Given text:

The Meaning of the 21st Century: A Vital Blueprint for Ensuring Our Future

    Adapted from The Meaning Of The 21st Century: A Vital Blueprint For Ensuring Our Future, by James Martin (Eden Project Books, 2007). Reprinted with permission from the author.


    The 21st century is an extraordinary time – a century of extremes. We can create much grander civilizations or we could trigger a new Dark Age. There are numerous ways we can steer future events so as to avoid the catastrophes that lurk in our path and to create opportunities for a better world. A revolutionary transition is ahead of us, and our children have a vital role to play in it; so, there is so much that we need to teach them about their future.

    Today, most of the public and their leaders have remarkably little knowledge about the future. When filming this book, I stood in Times Square, surrounded by the world’s most extraordinary blaze of electronic information, and reflected that absolutely all of that information was about the present day. A US Senator assured me that public voting is based on the present and has no interest in the future. We are driving at relentlessly increasing speed into an extraordinary future, but we are driving blindfolded.

    This book is concerned with the big issues that will make the difference – large-scale trends that have a momentum like a freight train and that will affect the lives of our children – and types of leverage that will enable us to make significant changes. It’s a book about the main ocean currents, not the waves on the surface. It is not about conventional politics, which are to a large extent unpredictable. There will always be passionate arguments about politics, taxation, and wealth redistribution, but that is not my subject here. We can identify critical high-momentum trends independently of politics, and there are urgent changes needed, regardless of which political parties are dominant at the time. Some solutions to problems will meet resistance for parochial political reasons, often because there are large vested interests. Putting the right incentives into place is critical to dealing with our biggest problems.

    Exploring the future calls for the use of logic, an understanding of history, technology and the behaviour of complex organizations, to weave together many long-terms trends. Much can be predicted about future technology because of the lengthy time lags between research and development and between the creation of products and their application. We already know what researchers are working on. For example, when I wrote The Wired Society in the mid-1970s, there was no personal computers, cell phones, and nothing called the Internet. Some 25 years later, the book was hailed as an astonishingly accurate forecast of a world using those technologies. Encouraged by this, I developed files about the world’s future problems and what experts had to say about them. It became clear to me that the world was drifting into very deep trouble.

Work instructions:
(a) Can you repeat the part of the 21st-century excerpt that opens with the words containing "Exploring the future" and closes with "very deep trouble.", but swap "logic" for "reasoning"?
(b) Can you condense the paragraph of the 21st-century excerpt beginning "Today, most of the public" into a shorter version that keeps its main facts?
The material after the 21st-century excerpt is separate from it.

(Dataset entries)
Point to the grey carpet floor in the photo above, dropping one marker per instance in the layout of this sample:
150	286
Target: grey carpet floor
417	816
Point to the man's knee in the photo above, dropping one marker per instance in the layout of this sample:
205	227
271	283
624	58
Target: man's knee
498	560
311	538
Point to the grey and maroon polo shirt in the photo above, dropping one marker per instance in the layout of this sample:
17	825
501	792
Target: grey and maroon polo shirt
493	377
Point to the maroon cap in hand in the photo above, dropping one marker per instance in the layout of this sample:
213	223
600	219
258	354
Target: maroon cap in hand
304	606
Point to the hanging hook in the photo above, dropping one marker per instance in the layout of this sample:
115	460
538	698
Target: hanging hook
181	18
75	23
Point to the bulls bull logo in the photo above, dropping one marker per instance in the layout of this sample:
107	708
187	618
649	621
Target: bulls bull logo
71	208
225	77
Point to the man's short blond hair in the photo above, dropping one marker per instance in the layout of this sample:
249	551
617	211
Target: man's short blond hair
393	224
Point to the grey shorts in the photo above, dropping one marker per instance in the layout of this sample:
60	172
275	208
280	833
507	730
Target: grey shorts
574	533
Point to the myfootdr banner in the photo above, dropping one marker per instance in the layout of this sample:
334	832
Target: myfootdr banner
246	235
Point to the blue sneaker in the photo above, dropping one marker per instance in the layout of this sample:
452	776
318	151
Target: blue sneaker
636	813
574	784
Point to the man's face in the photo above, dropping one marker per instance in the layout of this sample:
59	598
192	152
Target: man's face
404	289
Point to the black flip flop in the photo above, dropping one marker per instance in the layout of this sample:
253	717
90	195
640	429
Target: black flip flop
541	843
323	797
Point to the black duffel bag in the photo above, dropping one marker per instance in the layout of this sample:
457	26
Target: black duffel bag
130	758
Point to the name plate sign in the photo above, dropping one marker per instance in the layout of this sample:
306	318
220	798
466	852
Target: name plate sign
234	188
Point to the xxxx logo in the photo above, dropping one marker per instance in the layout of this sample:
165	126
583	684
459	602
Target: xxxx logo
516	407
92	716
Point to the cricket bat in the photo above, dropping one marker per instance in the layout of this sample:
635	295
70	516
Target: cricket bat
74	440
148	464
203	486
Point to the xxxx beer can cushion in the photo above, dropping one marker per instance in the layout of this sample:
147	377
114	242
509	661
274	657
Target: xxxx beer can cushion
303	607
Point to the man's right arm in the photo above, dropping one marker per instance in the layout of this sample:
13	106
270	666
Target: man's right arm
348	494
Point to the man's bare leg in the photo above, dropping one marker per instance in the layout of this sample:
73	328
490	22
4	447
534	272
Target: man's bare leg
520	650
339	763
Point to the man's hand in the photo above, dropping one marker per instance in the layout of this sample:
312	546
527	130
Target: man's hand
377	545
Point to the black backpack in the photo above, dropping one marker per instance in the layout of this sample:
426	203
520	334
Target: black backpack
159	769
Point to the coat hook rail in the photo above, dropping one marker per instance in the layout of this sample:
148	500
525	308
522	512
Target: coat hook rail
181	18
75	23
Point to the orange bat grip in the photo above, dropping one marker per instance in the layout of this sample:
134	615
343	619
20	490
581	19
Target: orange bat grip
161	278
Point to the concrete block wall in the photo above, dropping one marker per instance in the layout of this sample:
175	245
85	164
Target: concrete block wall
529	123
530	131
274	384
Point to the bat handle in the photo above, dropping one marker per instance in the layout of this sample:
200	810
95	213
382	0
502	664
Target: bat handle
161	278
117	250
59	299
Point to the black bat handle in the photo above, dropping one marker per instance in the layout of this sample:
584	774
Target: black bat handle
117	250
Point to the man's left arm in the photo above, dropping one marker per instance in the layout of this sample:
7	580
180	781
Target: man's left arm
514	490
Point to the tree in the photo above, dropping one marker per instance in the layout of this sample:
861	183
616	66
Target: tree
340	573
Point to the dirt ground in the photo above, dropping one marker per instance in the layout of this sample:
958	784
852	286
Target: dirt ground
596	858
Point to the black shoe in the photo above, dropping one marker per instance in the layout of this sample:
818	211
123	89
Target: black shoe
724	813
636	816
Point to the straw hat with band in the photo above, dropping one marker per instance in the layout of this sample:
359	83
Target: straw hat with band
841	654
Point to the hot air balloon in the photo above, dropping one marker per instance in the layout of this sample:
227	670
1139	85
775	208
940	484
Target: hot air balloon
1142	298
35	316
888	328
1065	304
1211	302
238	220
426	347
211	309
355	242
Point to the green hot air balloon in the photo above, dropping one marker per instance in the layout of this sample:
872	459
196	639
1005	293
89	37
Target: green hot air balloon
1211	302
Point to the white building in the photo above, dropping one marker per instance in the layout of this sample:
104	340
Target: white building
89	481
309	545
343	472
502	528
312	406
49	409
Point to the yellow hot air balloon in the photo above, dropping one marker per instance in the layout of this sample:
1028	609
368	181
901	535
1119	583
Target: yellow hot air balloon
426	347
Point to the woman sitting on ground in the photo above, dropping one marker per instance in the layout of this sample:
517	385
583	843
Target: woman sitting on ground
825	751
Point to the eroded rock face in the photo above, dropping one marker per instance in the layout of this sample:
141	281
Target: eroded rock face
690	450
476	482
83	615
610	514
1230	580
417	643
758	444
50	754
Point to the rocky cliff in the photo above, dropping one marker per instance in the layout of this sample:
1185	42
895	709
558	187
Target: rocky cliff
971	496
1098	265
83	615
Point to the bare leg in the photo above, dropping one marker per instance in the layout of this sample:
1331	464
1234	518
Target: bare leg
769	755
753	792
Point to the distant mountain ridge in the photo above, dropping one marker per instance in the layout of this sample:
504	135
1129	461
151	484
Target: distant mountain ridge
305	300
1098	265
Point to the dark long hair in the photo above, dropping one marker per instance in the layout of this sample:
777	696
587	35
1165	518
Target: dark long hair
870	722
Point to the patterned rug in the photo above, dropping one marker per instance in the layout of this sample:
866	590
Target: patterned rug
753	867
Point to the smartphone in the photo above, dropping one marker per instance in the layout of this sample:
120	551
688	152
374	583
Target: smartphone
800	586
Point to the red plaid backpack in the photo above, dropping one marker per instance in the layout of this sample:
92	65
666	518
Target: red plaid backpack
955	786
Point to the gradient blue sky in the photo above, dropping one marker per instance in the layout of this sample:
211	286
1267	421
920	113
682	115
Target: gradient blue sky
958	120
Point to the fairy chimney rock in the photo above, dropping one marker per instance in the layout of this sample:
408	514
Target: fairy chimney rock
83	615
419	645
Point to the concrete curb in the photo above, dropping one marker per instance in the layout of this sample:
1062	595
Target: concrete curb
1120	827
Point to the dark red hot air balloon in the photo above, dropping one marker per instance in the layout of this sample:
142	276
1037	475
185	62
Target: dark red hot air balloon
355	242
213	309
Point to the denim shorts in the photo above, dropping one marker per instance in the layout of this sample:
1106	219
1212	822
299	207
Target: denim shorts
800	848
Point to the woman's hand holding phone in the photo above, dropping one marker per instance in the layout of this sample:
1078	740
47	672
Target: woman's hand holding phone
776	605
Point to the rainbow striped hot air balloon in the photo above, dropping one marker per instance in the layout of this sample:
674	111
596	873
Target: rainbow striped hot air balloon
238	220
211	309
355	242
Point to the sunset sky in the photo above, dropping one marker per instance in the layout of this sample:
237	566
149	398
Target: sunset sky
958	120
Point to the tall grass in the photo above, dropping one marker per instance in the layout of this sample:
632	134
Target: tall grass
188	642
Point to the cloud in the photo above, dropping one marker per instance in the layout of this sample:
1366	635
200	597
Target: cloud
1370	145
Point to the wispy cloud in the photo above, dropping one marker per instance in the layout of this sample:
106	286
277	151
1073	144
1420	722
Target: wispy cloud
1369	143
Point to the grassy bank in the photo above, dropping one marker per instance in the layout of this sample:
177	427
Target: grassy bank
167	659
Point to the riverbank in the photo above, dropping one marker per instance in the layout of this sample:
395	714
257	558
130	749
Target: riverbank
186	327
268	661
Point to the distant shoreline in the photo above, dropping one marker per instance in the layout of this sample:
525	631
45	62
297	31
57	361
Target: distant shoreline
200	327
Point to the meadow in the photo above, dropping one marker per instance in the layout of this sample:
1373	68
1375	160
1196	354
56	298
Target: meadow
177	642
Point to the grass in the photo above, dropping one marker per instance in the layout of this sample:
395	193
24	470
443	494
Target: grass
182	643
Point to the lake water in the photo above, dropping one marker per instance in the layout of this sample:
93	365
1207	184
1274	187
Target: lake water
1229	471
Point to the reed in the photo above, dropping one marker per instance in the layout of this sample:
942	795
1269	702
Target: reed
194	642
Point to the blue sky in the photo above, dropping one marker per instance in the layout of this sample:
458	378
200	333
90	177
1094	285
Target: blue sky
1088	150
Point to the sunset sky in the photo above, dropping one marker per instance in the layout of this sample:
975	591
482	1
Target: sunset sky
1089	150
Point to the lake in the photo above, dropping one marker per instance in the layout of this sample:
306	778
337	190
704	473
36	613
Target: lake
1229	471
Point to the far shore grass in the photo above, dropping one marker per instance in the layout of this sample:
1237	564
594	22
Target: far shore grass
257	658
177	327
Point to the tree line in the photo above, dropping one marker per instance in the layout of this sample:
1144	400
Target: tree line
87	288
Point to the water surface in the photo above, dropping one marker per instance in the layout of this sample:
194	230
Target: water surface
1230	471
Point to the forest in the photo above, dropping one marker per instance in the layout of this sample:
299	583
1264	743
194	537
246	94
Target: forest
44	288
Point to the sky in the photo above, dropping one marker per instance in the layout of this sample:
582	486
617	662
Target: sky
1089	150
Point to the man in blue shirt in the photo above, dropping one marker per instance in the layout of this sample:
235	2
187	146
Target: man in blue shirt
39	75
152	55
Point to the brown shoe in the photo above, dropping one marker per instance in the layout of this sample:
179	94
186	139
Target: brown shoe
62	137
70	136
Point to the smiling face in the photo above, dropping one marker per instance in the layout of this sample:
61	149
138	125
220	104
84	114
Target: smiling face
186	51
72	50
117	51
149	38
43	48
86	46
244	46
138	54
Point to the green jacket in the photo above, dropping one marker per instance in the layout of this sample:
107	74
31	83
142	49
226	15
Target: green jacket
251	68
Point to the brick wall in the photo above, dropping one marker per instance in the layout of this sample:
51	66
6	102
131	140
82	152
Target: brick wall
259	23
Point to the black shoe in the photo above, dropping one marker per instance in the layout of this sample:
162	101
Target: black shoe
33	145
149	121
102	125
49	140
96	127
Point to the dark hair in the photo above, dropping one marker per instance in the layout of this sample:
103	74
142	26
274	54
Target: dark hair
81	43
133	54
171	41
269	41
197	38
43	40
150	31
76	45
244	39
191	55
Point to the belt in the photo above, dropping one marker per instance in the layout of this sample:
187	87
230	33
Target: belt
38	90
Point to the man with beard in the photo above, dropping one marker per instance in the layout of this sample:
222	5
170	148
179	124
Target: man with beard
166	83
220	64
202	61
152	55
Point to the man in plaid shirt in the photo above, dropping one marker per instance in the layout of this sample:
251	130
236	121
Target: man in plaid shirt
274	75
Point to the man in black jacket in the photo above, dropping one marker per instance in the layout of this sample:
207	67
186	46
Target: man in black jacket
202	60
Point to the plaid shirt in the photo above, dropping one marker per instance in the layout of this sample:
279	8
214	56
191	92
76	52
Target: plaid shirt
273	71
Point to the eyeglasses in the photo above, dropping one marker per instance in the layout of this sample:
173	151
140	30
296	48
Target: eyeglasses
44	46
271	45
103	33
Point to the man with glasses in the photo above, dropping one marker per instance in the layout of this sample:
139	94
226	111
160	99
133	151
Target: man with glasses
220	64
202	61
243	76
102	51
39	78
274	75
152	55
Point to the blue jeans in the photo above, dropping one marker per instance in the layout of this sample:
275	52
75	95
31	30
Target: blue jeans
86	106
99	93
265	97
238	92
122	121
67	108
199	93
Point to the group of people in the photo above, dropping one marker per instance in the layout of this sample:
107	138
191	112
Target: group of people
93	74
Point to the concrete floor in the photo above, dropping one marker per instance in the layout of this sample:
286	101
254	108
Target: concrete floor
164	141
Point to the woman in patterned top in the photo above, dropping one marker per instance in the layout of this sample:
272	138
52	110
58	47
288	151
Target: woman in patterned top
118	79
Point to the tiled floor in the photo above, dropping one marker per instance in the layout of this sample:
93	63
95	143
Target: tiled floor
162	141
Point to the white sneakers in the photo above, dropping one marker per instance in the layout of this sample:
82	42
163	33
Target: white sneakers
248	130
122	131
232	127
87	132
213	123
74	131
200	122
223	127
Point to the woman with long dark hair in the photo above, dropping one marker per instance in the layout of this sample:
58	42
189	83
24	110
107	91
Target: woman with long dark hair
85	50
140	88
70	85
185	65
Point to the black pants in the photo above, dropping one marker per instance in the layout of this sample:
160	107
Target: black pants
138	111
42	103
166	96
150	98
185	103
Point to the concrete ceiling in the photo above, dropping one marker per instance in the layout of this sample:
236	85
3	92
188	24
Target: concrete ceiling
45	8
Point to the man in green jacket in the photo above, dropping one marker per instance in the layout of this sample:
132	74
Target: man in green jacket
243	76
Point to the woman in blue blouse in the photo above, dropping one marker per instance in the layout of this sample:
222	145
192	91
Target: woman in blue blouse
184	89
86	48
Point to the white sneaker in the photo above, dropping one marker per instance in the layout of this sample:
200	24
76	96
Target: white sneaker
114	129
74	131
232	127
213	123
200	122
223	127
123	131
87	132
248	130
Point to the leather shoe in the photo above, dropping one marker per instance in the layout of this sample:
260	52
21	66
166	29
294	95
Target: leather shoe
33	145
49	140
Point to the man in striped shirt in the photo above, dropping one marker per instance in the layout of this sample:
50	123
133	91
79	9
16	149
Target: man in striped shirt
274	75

Answers by item number:
(a)
Exploring the future calls for the use of reasoning, an understanding of history, technology and the behaviour of complex organizations, to weave together many long-terms trends. Much can be predicted about future technology because of the lengthy time lags between research and development and between the creation of products and their application. We already know what researchers are working on. For example, when I wrote The Wired Society in the mid-1970s, there was no personal computers, cell phones, and nothing called the Internet. Some 25 years later, the book was hailed as an astonishingly accurate forecast of a world using those technologies. Encouraged by this, I developed files about the world’s future problems and what experts had to say about them. It became clear to me that the world was drifting into very deep trouble.

(b) Most of the public and their leaders know remarkably little about the future. While filming the book in Times Square, the author noted that all of the electronic information there concerned the present day. A US Senator said public voting is based on the present, with no interest in the future. We are speeding into an extraordinary future while blindfolded.